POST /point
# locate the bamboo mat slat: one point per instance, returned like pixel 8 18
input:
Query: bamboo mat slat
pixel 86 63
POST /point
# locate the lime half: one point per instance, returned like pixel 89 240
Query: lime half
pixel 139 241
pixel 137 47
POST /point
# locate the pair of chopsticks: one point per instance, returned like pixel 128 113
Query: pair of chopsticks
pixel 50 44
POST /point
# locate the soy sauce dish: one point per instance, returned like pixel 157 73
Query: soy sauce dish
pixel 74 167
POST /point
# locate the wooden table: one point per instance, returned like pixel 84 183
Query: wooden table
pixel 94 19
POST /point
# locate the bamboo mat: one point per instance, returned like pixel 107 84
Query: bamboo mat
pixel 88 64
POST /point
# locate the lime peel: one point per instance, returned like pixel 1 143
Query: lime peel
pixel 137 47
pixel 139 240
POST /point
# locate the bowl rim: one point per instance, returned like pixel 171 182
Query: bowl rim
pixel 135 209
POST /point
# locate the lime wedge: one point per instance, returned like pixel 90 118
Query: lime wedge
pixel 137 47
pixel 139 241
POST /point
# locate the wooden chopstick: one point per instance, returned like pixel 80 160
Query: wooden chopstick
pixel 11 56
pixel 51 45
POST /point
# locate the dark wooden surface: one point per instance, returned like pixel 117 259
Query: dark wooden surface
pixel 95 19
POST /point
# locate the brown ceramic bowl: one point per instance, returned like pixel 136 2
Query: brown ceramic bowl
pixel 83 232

***

▸ Task directions:
From the entries above, say how many lines contain "instance". Only the number is wanted.

▸ Exercise solution:
12